» Task goal:
Reproduce the lines from the very first one up to and including the line containing "[624,283,759,319]", keeping each one identical.

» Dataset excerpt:

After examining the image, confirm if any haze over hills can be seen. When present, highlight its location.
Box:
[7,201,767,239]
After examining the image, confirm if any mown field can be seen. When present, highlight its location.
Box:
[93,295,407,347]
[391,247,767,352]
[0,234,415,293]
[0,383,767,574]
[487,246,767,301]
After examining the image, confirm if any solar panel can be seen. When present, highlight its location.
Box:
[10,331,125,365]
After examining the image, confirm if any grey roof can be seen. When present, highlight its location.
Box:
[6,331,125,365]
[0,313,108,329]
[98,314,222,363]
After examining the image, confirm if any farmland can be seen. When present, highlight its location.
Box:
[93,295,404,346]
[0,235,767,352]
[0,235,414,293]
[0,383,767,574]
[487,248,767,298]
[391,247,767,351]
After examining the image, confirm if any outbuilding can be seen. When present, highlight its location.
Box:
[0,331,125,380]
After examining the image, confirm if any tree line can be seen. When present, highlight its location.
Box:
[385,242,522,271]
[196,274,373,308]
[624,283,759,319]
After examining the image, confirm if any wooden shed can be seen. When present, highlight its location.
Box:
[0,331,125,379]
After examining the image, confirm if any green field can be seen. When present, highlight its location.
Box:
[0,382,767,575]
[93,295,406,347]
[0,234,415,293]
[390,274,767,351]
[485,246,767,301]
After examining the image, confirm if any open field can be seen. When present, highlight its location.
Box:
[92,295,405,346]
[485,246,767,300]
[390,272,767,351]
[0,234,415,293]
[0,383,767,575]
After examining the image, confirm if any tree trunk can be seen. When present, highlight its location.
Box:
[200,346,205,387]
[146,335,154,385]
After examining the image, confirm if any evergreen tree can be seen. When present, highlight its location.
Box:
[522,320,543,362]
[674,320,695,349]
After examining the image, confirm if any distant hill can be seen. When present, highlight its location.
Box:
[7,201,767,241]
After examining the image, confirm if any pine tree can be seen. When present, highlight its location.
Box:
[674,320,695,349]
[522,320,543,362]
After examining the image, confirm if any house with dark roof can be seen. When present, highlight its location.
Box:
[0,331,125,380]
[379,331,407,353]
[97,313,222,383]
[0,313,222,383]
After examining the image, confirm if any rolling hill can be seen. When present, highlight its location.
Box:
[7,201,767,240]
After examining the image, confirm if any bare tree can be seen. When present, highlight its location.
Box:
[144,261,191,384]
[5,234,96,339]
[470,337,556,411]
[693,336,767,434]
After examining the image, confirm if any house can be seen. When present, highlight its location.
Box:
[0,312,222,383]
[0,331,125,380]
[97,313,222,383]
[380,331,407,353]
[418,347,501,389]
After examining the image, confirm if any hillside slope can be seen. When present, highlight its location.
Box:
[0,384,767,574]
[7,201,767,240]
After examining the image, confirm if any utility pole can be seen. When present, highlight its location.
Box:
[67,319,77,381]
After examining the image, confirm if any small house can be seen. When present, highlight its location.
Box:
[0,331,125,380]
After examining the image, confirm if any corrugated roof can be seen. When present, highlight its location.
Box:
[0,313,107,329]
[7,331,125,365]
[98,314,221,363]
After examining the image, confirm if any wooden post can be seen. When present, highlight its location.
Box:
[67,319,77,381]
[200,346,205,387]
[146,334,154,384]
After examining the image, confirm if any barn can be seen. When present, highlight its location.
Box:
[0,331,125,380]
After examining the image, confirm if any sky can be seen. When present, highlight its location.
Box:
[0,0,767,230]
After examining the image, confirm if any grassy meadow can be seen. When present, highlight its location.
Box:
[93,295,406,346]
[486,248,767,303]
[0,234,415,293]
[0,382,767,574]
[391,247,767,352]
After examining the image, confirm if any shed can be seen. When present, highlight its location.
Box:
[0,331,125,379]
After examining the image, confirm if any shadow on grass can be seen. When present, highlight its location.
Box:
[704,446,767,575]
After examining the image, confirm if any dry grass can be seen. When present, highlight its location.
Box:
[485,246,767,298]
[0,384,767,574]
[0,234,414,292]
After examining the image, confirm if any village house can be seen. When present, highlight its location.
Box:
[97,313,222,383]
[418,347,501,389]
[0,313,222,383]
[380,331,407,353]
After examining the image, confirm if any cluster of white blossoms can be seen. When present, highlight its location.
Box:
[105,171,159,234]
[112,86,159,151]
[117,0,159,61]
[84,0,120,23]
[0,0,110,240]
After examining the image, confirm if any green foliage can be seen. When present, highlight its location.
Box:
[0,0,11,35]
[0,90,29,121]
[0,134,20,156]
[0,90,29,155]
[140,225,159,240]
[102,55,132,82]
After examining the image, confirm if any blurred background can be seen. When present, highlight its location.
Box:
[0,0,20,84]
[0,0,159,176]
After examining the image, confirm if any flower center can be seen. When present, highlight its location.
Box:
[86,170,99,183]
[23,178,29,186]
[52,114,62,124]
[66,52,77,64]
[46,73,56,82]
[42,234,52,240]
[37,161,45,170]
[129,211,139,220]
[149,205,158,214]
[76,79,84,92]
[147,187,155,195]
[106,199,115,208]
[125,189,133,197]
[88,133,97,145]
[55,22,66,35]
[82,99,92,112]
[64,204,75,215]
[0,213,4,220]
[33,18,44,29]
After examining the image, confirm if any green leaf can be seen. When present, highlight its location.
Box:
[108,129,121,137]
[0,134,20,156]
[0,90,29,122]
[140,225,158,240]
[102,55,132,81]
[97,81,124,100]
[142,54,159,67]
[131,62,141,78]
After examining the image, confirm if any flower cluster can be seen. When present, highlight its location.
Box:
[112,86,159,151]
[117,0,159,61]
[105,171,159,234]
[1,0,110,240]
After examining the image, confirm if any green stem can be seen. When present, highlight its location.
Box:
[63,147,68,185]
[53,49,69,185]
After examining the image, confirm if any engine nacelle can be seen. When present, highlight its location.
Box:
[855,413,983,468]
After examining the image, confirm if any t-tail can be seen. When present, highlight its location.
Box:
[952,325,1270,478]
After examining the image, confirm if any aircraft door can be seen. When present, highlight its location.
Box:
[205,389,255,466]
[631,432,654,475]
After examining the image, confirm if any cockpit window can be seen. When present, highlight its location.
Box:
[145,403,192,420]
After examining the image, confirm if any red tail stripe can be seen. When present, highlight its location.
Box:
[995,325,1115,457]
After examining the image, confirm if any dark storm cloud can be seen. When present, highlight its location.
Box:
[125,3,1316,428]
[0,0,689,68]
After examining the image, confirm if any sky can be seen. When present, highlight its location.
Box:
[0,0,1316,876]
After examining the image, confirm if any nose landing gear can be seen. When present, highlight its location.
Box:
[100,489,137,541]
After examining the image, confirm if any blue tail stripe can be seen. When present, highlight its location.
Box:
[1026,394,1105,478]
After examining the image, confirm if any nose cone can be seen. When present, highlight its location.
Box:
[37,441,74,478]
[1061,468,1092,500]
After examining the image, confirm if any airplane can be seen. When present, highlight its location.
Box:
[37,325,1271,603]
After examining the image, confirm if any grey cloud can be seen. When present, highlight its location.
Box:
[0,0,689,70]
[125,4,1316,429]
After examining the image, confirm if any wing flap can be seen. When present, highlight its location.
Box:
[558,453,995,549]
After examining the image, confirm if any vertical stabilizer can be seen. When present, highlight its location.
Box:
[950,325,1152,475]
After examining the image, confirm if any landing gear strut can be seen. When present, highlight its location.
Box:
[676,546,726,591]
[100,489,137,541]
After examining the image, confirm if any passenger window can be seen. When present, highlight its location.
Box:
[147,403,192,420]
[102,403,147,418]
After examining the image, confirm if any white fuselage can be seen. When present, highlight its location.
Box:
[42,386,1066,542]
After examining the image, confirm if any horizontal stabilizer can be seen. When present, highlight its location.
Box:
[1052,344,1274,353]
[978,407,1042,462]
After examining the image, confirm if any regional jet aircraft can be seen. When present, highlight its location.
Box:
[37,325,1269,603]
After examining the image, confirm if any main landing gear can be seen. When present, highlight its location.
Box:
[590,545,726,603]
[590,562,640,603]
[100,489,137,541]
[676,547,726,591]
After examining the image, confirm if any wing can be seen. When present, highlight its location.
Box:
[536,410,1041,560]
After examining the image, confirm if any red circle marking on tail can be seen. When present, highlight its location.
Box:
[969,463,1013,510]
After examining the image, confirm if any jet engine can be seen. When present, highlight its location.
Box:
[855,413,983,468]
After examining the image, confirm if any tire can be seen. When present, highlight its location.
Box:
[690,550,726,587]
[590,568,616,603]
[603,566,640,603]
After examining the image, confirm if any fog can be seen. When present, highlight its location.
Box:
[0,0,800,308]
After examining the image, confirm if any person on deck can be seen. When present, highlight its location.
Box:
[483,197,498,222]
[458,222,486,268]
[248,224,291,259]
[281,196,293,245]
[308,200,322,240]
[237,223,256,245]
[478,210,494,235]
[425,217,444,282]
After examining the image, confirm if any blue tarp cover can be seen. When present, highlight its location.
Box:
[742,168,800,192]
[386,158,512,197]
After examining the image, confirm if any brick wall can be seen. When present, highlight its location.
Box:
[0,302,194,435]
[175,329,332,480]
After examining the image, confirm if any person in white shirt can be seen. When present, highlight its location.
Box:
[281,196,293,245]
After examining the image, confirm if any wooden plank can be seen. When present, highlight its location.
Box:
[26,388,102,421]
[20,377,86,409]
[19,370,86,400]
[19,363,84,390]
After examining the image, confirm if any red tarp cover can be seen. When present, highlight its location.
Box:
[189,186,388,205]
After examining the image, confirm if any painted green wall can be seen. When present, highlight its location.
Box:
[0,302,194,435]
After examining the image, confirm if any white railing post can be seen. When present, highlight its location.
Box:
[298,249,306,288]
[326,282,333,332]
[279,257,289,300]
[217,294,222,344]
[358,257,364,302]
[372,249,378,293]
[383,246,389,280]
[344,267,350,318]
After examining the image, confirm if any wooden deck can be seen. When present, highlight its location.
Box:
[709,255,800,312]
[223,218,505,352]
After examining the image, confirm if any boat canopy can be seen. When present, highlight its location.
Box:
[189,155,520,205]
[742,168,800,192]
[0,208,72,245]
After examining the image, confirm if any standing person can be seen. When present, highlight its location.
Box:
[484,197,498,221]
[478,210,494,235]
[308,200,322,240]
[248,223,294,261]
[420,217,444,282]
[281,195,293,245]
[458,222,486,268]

» Result of the exercise:
After examining the image, confirm if any haze over hills can be seen. When present, highlight its location.
Box:
[7,201,767,239]
After examining the image, confirm if any mown field can be seen. When present, highlight its location.
Box:
[93,295,407,347]
[391,247,767,352]
[0,234,415,293]
[0,383,767,574]
[487,246,767,301]
After examining the image, confirm if any solar panel can be seen. When present, highlight its location.
Box:
[10,331,125,365]
After examining the image, confirm if any grey roof can be seen. When present, highlight its location.
Box:
[6,331,125,365]
[0,313,108,329]
[98,314,222,363]
After examining the image, confirm if any farmland can be seen. When present, highlight its location.
Box:
[93,295,404,346]
[0,235,767,352]
[0,235,414,293]
[0,383,767,574]
[487,248,767,298]
[391,247,767,351]
After examining the image, confirm if any outbuilding can be seen. When present, highlight its location.
Box:
[0,331,125,380]
After examining the image, confirm if any tree line can be seen. When present, highlight its location.
Box:
[385,242,522,271]
[196,274,373,308]
[624,283,759,319]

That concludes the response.